START Excerpt provided
High-Dimensional Two-Sample Mean Test with Centering Adjustment

Description

Conducts a high-dimensional two-sample mean test with centering adjustment. This function is designed for cases where the number of variables \( p \) is larger than the sample sizes \( n \) and \( m \).

Usage

zwl(X, Y, order = 0)

Arguments

X

Matrix representing the first sample (rows are observations, columns are variables).

Y

Matrix representing the second sample (rows are observations, columns are variables).

order

Integer specifying the order of centering adjustment (default is 0).

Details

This function performs a high-dimensional two-sample mean test by adjusting the test statistic for centering. It uses a modified t-statistic and estimates the variance to handle high-dimensional data. The function also includes a custom centering adjustment based on the specified order.

Value

A list containing:

statistic

The test statistic value.

pvalue

The p-value of the test.

Tn

The adjusted test statistic before centering.

var

The estimated variance.

Examples

# Example usage:
set.seed(123)
X <- matrix(rnorm(200), nrow = 10, ncol = 20)  # 10 samples, 20 variables
Y <- matrix(rnorm(200, mean = 0.5), nrow = 10, ncol = 20)  # Different mean
result <- zwl(X, Y, order = 0)
print(result)

# Output:
# $statistic: The test statistic value
# $pvalue: The p-value indicating the significance of the test
# $Tn: The adjusted test statistic before centering
# $var: The estimated variance
END Excerpt provided
START Supplied material
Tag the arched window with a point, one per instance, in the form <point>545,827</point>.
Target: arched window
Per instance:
END Supplied material
Stated problem: Print the zwl function documentation above word for word, from its title line through the final output comment.

The response:
High-Dimensional Two-Sample Mean Test with Centering Adjustment

Description

Conducts a high-dimensional two-sample mean test with centering adjustment. This function is designed for cases where the number of variables \( p \) is larger than the sample sizes \( n \) and \( m \).

Usage

zwl(X, Y, order = 0)

Arguments

X

Matrix representing the first sample (rows are observations, columns are variables).

Y

Matrix representing the second sample (rows are observations, columns are variables).

order

Integer specifying the order of centering adjustment (default is 0).

Details

This function performs a high-dimensional two-sample mean test by adjusting the test statistic for centering. It uses a modified t-statistic and estimates the variance to handle high-dimensional data. The function also includes a custom centering adjustment based on the specified order.

Value

A list containing:

statistic

The test statistic value.

pvalue

The p-value of the test.

Tn

The adjusted test statistic before centering.

var

The estimated variance.

Examples

# Example usage:
set.seed(123)
X <- matrix(rnorm(200), nrow = 10, ncol = 20)  # 10 samples, 20 variables
Y <- matrix(rnorm(200, mean = 0.5), nrow = 10, ncol = 20)  # Different mean
result <- zwl(X, Y, order = 0)
print(result)

# Output:
# $statistic: The test statistic value
# $pvalue: The p-value indicating the significance of the test
# $Tn: The adjusted test statistic before centering
# $var: The estimated variance